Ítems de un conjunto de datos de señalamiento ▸
------------------------------------------------

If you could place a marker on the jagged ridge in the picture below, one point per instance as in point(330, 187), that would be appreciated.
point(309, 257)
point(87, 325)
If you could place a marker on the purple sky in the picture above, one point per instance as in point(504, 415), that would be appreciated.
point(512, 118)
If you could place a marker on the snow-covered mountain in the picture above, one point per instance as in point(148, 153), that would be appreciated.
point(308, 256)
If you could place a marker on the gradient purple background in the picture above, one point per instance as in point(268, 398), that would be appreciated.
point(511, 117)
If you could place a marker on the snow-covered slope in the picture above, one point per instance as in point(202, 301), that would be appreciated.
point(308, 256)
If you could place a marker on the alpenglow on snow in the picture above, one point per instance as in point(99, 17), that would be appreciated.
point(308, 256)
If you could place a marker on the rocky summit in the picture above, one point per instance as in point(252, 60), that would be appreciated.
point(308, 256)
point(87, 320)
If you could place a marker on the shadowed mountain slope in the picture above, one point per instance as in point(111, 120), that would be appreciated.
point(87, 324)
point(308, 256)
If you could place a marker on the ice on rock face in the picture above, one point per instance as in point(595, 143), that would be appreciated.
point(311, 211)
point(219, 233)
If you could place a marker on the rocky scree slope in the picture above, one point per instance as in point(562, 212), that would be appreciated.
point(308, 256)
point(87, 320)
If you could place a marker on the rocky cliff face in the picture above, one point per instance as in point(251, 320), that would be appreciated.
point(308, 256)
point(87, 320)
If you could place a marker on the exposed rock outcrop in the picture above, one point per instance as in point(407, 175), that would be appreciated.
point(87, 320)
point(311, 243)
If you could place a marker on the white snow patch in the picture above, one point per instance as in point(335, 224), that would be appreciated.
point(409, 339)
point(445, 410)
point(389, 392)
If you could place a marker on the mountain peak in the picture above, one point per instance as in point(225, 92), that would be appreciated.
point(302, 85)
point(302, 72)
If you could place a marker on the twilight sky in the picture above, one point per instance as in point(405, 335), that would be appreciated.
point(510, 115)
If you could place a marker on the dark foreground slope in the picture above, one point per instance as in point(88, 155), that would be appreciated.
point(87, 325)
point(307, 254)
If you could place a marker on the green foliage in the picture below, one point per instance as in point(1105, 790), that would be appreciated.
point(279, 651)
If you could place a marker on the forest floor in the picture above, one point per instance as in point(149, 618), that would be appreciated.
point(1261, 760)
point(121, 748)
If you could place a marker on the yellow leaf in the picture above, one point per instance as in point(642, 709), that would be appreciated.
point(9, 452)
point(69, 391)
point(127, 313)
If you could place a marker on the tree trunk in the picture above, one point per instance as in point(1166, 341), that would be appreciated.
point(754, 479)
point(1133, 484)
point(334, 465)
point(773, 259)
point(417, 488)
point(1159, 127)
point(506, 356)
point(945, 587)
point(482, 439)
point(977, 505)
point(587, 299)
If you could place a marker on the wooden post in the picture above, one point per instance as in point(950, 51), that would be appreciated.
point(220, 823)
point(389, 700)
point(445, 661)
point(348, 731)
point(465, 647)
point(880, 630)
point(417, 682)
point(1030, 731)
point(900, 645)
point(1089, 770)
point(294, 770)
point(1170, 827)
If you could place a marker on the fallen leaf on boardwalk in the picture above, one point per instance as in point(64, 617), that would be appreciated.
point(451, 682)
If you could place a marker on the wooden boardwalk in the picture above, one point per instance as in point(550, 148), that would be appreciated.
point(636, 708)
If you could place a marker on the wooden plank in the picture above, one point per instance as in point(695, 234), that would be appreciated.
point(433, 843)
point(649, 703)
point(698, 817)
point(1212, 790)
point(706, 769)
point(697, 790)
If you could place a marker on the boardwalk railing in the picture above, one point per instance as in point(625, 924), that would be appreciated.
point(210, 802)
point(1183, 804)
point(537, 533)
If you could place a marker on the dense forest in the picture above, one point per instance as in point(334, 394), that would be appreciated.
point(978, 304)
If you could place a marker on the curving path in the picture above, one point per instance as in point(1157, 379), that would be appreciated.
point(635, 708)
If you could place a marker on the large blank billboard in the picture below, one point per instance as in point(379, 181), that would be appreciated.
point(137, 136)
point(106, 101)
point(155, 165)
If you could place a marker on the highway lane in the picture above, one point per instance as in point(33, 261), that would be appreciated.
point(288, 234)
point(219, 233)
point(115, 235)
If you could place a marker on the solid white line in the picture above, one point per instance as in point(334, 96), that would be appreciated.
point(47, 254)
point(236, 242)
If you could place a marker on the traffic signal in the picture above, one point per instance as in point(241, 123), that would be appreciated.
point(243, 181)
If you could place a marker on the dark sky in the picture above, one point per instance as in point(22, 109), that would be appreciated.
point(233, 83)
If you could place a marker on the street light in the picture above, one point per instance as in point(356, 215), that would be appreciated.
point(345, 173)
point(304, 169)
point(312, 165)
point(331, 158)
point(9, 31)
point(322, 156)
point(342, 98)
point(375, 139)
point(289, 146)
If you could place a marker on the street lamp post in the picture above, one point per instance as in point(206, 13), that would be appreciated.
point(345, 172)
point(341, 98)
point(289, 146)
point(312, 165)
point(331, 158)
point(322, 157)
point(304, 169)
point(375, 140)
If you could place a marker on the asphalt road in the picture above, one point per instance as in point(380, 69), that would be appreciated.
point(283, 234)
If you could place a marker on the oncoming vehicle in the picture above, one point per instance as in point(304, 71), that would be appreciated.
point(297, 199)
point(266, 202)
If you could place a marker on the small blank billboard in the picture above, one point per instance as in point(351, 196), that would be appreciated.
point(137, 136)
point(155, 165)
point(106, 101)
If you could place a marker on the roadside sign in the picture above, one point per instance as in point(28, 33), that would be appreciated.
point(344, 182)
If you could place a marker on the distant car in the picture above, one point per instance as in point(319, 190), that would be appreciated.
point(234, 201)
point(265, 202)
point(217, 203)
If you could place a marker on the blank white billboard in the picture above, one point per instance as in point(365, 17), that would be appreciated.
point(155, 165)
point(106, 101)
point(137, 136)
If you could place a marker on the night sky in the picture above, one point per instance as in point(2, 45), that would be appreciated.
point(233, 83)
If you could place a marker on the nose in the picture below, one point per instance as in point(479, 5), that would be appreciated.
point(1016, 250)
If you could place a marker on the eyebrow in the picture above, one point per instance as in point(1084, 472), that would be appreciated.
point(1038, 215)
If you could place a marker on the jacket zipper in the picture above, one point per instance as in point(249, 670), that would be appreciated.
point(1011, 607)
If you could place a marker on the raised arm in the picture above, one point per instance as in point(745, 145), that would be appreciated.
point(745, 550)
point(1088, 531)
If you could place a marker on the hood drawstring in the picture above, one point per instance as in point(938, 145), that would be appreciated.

------------------------------------------------

Problema planteado ▸
Por favor, presenta todos los ítems de arriba como una lista numerada, omitiendo las líneas en blanco.

La respuesta ▸
1. If you could place a marker on the jagged ridge in the picture below, one point per instance as in point(330, 187), that would be appreciated.
2. point(309, 257)
3. point(87, 325)
4. If you could place a marker on the purple sky in the picture above, one point per instance as in point(504, 415), that would be appreciated.
5. point(512, 118)
6. If you could place a marker on the snow-covered mountain in the picture above, one point per instance as in point(148, 153), that would be appreciated.
7. point(308, 256)
8. If you could place a marker on the gradient purple background in the picture above, one point per instance as in point(268, 398), that would be appreciated.
9. point(511, 117)
10. If you could place a marker on the snow-covered slope in the picture above, one point per instance as in point(202, 301), that would be appreciated.
11. point(308, 256)
12. If you could place a marker on the alpenglow on snow in the picture above, one point per instance as in point(99, 17), that would be appreciated.
13. point(308, 256)
14. If you could place a marker on the rocky summit in the picture above, one point per instance as in point(252, 60), that would be appreciated.
15. point(308, 256)
16. point(87, 320)
17. If you could place a marker on the shadowed mountain slope in the picture above, one point per instance as in point(111, 120), that would be appreciated.
18. point(87, 324)
19. point(308, 256)
20. If you could place a marker on the ice on rock face in the picture above, one point per instance as in point(595, 143), that would be appreciated.
21. point(311, 211)
22. point(219, 233)
23. If you could place a marker on the rocky scree slope in the picture above, one point per instance as in point(562, 212), that would be appreciated.
24. point(308, 256)
25. point(87, 320)
26. If you could place a marker on the rocky cliff face in the picture above, one point per instance as in point(251, 320), that would be appreciated.
27. point(308, 256)
28. point(87, 320)
29. If you could place a marker on the exposed rock outcrop in the picture above, one point per instance as in point(407, 175), that would be appreciated.
30. point(87, 320)
31. point(311, 243)
32. If you could place a marker on the white snow patch in the picture above, one point per instance as in point(335, 224), that would be appreciated.
33. point(409, 339)
34. point(445, 410)
35. point(389, 392)
36. If you could place a marker on the mountain peak in the picture above, one point per instance as in point(225, 92), that would be appreciated.
37. point(302, 85)
38. point(302, 72)
39. If you could place a marker on the twilight sky in the picture above, one point per instance as in point(405, 335), that would be appreciated.
40. point(510, 115)
41. If you could place a marker on the dark foreground slope in the picture above, one point per instance as in point(88, 155), that would be appreciated.
42. point(87, 325)
43. point(307, 254)
44. If you could place a marker on the green foliage in the picture below, one point per instance as in point(1105, 790), that would be appreciated.
45. point(279, 651)
46. If you could place a marker on the forest floor in the picture above, one point per instance as in point(149, 618), that would be appreciated.
47. point(1261, 760)
48. point(121, 748)
49. If you could place a marker on the yellow leaf in the picture above, one point per instance as in point(642, 709), that would be appreciated.
50. point(9, 452)
51. point(69, 391)
52. point(127, 313)
53. If you could place a marker on the tree trunk in the picture above, one point per instance as in point(1166, 341), that would be appreciated.
54. point(754, 479)
55. point(1133, 484)
56. point(334, 465)
57. point(773, 259)
58. point(417, 488)
59. point(1159, 127)
60. point(506, 356)
61. point(945, 587)
62. point(482, 439)
63. point(977, 505)
64. point(587, 299)
65. If you could place a marker on the wooden post in the picture above, one point per instance as in point(950, 51), that would be appreciated.
66. point(220, 823)
67. point(389, 700)
68. point(445, 661)
69. point(348, 731)
70. point(465, 647)
71. point(880, 630)
72. point(417, 682)
73. point(1030, 731)
74. point(900, 645)
75. point(1089, 770)
76. point(294, 770)
77. point(1170, 827)
78. If you could place a marker on the fallen leaf on boardwalk in the picture above, one point per instance as in point(64, 617), that would be appreciated.
79. point(451, 682)
80. If you could place a marker on the wooden boardwalk in the picture above, one point per instance as in point(550, 148), that would be appreciated.
81. point(636, 708)
82. If you could place a marker on the wooden plank in the picture above, one point per instance as in point(695, 234), that would be appreciated.
83. point(433, 843)
84. point(649, 703)
85. point(698, 817)
86. point(1212, 790)
87. point(706, 769)
88. point(697, 790)
89. If you could place a marker on the boardwalk railing in the picture above, one point per instance as in point(625, 924), that would be appreciated.
90. point(210, 802)
91. point(1183, 804)
92. point(537, 533)
93. If you could place a marker on the dense forest in the picture above, one point per instance as in point(334, 394), that would be appreciated.
94. point(978, 304)
95. If you could place a marker on the curving path in the picture above, one point per instance as in point(1157, 379), that would be appreciated.
96. point(635, 708)
97. If you could place a marker on the large blank billboard in the picture below, one point per instance as in point(379, 181), that would be appreciated.
98. point(137, 136)
99. point(106, 101)
100. point(155, 165)
101. If you could place a marker on the highway lane in the picture above, one point per instance as in point(33, 261), that would be appreciated.
102. point(288, 234)
103. point(219, 233)
104. point(115, 235)
105. If you could place a marker on the solid white line in the picture above, one point per instance as in point(334, 96), that would be appreciated.
106. point(47, 254)
107. point(236, 242)
108. If you could place a marker on the traffic signal in the picture above, one point per instance as in point(241, 123), that would be appreciated.
109. point(243, 181)
110. If you could place a marker on the dark sky in the picture above, one point per instance as in point(22, 109), that would be appreciated.
111. point(233, 83)
112. If you could place a marker on the street light in the picture above, one point per instance as in point(356, 215), that would be appreciated.
113. point(345, 173)
114. point(304, 169)
115. point(312, 165)
116. point(331, 158)
117. point(9, 31)
118. point(322, 156)
119. point(342, 98)
120. point(375, 139)
121. point(289, 146)
122. If you could place a marker on the street lamp post in the picture above, one point per instance as in point(206, 13), that would be appreciated.
123. point(345, 172)
124. point(341, 98)
125. point(289, 146)
126. point(312, 165)
127. point(331, 158)
128. point(322, 157)
129. point(304, 169)
130. point(375, 140)
131. If you could place a marker on the asphalt road in the picture above, one point per instance as in point(380, 69), that would be appreciated.
132. point(283, 234)
133. If you could place a marker on the oncoming vehicle in the picture above, one point per instance as in point(304, 71), that would be appreciated.
134. point(297, 199)
135. point(266, 202)
136. If you could place a marker on the small blank billboard in the picture above, one point per instance as in point(351, 196), that would be appreciated.
137. point(137, 136)
138. point(155, 165)
139. point(106, 101)
140. If you could place a marker on the roadside sign in the picture above, one point per instance as in point(28, 33), that would be appreciated.
141. point(344, 182)
142. If you could place a marker on the distant car in the picture above, one point per instance as in point(319, 190), that would be appreciated.
143. point(234, 201)
144. point(265, 202)
145. point(217, 203)
146. If you could place a marker on the blank white billboard in the picture above, one point per instance as in point(365, 17), that would be appreciated.
147. point(155, 165)
148. point(106, 101)
149. point(137, 136)
150. If you could place a marker on the night sky in the picture above, one point per instance as in point(2, 45), that would be appreciated.
151. point(233, 83)
152. If you could place a marker on the nose in the picture below, one point per instance as in point(479, 5), that would be appreciated.
153. point(1016, 250)
154. If you could place a marker on the eyebrow in the picture above, one point per instance as in point(1084, 472), that would be appreciated.
155. point(1038, 215)
156. If you could place a marker on the jacket zipper in the picture above, one point per instance as in point(249, 670), that would be appreciated.
157. point(1011, 607)
158. If you could place a marker on the raised arm in the picture above, one point per instance as in point(745, 145), that would be appreciated.
159. point(745, 550)
160. point(1088, 531)
161. If you could place a marker on the hood drawstring in the picture above, one point per instance as in point(938, 145), that would be appreciated.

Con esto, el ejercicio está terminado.